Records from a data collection
_____

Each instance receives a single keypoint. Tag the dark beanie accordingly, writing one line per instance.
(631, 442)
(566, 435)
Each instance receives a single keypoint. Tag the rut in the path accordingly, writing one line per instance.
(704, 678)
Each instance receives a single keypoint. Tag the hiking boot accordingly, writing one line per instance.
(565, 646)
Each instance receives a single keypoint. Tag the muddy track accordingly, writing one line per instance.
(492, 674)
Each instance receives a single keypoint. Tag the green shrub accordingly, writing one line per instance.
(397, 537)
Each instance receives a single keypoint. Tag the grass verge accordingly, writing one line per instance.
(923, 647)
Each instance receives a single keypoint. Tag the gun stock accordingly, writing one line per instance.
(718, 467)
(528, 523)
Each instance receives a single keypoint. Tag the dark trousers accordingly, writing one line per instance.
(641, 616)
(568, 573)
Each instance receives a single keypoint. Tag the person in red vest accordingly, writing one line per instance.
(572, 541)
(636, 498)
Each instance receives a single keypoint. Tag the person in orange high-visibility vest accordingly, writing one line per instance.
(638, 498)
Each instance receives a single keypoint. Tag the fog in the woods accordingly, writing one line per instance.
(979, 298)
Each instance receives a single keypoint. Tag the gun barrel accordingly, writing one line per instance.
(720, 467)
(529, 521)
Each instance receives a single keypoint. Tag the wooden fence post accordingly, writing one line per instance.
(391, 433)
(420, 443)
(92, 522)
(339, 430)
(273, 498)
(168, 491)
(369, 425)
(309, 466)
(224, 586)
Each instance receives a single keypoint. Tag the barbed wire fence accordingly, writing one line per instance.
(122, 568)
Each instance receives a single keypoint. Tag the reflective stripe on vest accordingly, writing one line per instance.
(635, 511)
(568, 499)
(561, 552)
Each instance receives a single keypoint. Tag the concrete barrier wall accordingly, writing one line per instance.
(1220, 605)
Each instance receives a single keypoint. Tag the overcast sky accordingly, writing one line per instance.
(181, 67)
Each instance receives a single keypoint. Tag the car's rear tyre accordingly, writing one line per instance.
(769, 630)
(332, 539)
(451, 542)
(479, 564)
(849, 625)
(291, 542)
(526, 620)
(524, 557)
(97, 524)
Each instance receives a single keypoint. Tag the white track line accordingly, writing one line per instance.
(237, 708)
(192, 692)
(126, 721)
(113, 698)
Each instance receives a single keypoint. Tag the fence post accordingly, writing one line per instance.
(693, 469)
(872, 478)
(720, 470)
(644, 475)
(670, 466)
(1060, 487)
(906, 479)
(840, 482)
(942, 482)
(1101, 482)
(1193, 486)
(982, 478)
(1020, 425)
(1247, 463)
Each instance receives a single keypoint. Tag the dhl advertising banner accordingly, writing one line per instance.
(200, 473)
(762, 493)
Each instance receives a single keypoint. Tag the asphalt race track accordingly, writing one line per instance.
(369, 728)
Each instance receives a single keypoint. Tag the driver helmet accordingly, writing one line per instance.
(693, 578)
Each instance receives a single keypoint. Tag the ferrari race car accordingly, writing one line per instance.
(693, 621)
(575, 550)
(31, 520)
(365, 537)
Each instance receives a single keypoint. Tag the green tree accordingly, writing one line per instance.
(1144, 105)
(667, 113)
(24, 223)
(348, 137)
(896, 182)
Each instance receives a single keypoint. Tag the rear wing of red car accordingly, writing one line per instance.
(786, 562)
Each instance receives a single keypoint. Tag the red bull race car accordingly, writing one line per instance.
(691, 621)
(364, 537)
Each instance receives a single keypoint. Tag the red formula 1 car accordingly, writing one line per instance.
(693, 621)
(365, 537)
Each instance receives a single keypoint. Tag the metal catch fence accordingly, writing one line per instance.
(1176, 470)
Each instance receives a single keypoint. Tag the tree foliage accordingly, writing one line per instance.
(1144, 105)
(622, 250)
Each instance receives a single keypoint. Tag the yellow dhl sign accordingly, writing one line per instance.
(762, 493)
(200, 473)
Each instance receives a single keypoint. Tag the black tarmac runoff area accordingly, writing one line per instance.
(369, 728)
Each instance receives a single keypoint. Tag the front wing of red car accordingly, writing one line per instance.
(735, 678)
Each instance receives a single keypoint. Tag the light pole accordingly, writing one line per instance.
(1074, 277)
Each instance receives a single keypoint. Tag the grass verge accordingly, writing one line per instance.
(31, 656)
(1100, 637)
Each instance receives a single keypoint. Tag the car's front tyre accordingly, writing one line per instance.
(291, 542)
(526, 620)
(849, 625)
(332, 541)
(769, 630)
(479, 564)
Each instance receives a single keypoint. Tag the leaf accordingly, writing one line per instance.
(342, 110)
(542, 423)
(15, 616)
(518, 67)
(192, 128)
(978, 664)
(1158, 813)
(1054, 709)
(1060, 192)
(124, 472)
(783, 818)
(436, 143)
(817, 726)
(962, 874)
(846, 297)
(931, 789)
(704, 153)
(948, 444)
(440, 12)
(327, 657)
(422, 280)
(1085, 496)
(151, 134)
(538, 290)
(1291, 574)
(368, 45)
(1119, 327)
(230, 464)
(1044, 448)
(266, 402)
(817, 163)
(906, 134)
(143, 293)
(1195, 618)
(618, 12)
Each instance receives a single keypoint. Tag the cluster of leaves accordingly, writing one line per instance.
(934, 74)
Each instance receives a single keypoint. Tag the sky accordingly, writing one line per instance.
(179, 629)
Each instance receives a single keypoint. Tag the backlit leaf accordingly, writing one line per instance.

_____

[Task prompt]
Reproduce all of the records above line by line, with no changes.

[Correct answer]
Each instance receives a single keypoint. Tag the dark beanie accordingly, writing one line per instance.
(631, 442)
(566, 435)
Each instance receives a single keypoint. Tag the rut in the path accordingly, writing one line per instance.
(704, 678)
Each instance receives a single keypoint. Tag the hiking boot accordingly, writing one line per instance.
(565, 646)
Each instance receives a single keypoint. Tag the muddy track accordingly, writing one line per instance.
(492, 674)
Each instance receives a single keypoint. Tag the green shrub accordingly, writing one line per instance.
(397, 537)
Each instance receives a single keypoint. Tag the grass verge accordingly, writing one line per instance.
(923, 647)
Each instance receives a single keypoint. Tag the gun stock accordingly, writing one line per instance.
(718, 467)
(528, 523)
Each instance receives a single keypoint. Tag the dark trousers accordingly, writing one line per instance.
(641, 616)
(568, 573)
Each instance receives a single keypoint. Tag the person in red vest accordingly, writing one line per instance.
(572, 541)
(636, 498)
Each instance receives a single keypoint. Tag the person in orange high-visibility vest accordingly, writing one line per instance.
(638, 498)
Each instance receives a single keypoint. Tag the fog in the woods accordingly, writing one line per instance.
(979, 298)
Each instance receives a single keypoint. Tag the gun barrel accordingly, writing one line per instance.
(720, 467)
(529, 521)
Each instance receives a single keypoint. Tag the wooden fence post accordingly, writing one line per instance.
(391, 433)
(420, 443)
(92, 522)
(339, 430)
(273, 498)
(168, 491)
(369, 425)
(309, 466)
(224, 586)
Each instance receives a single keypoint. Tag the barbed wire fence accordingly, writing one line per instance.
(122, 568)
Each instance receives a single keypoint. Tag the reflective stripe on vest accordingly, writing one line per instance.
(635, 511)
(568, 499)
(561, 552)
Each instance receives a single keypoint. Tag the concrete barrier wall accordingly, writing one line per instance.
(1220, 605)
Each instance receives a single keypoint. Tag the overcast sky accordingly, writing one line per instance.
(181, 67)
Each instance receives a single keypoint. Tag the car's rear tyre accordingly, writing one line per instance.
(769, 630)
(332, 539)
(451, 542)
(479, 564)
(849, 625)
(291, 542)
(526, 620)
(524, 557)
(97, 524)
Each instance receives a single keypoint. Tag the white track line accordingly, writing one line per instance.
(237, 708)
(192, 692)
(126, 721)
(113, 698)
Each instance receives a single keypoint. Tag the fence post accordingly, writing one line per instance.
(693, 469)
(872, 478)
(720, 470)
(644, 475)
(670, 466)
(1060, 487)
(906, 479)
(840, 482)
(942, 482)
(1101, 482)
(1193, 486)
(982, 478)
(1020, 425)
(1247, 463)
Each instance receives a single keypoint. Tag the dhl advertising banner accordingly, writing one line per instance.
(200, 473)
(762, 493)
Each instance receives a single keypoint. Tag the asphalt race track accordingly, writing one line per instance.
(369, 728)
Each instance receives a single keypoint. Tag the driver helmet accordingly, writing one line per instance.
(693, 578)
Each instance receives a single keypoint. Tag the ferrari race car accordingly, writing one line per instance.
(693, 621)
(575, 550)
(31, 520)
(365, 537)
Each instance receives a single keypoint. Tag the green tree accordingly, writing one line per instance.
(1144, 105)
(667, 113)
(24, 223)
(348, 137)
(896, 182)
Each instance receives a single keypoint. Tag the rear wing of red car accordingly, writing one line per instance.
(786, 562)
Each instance receives a single keypoint. Tag the red bull race car accordingly, writing one line per instance.
(691, 621)
(364, 537)
Each instance receives a single keypoint. Tag the red formula 1 car accordingly, writing one line per instance.
(693, 621)
(365, 537)
Each instance receives a single keypoint. Tag the metal catch fence accordingly, writing one line per instance.
(1176, 470)
Each instance receives a single keypoint. Tag the tree foliage accordingly, writing one line per instance.
(1144, 105)
(622, 250)
Each instance receives a single keypoint. Tag the yellow dhl sign accordingly, writing one line per instance.
(762, 493)
(200, 473)
Each instance receives a single keypoint. Tag the black tarmac runoff area accordingly, writing one line per instance.
(369, 728)
Each instance receives a single keypoint. Tag the front wing of red car accordingly, writing one line per instance.
(735, 678)
Each instance receives a single keypoint. Tag the light pole accordingly, writing one line per instance.
(1074, 277)
Each instance receives a single keypoint. Tag the grass verge accordingly, writing one line per instance.
(31, 656)
(1100, 637)
Each instance receives a single keypoint. Tag the car's front tyre accordingly, writing one line per instance.
(291, 542)
(526, 620)
(849, 625)
(332, 541)
(769, 630)
(479, 564)
Each instance receives a single keypoint. Tag the leaf accordingly, writing one line per instance.
(342, 110)
(542, 423)
(15, 616)
(518, 67)
(192, 128)
(978, 664)
(1158, 813)
(1054, 709)
(1060, 192)
(124, 472)
(783, 818)
(436, 143)
(817, 726)
(962, 874)
(846, 297)
(931, 789)
(704, 153)
(948, 444)
(440, 12)
(327, 657)
(422, 280)
(1085, 496)
(151, 134)
(538, 290)
(1291, 574)
(368, 45)
(1119, 327)
(230, 464)
(1044, 448)
(266, 402)
(817, 163)
(906, 134)
(143, 293)
(1195, 618)
(618, 12)
Each instance receives a single keypoint. Tag the cluster of leaves accordingly, writing one line per instance.
(934, 74)
Each instance receives a single keypoint. Tag the sky accordingly, writing one line per instance.
(179, 629)
Each instance receives a single keypoint. Tag the backlit leaf accordingly, writing one line per instance.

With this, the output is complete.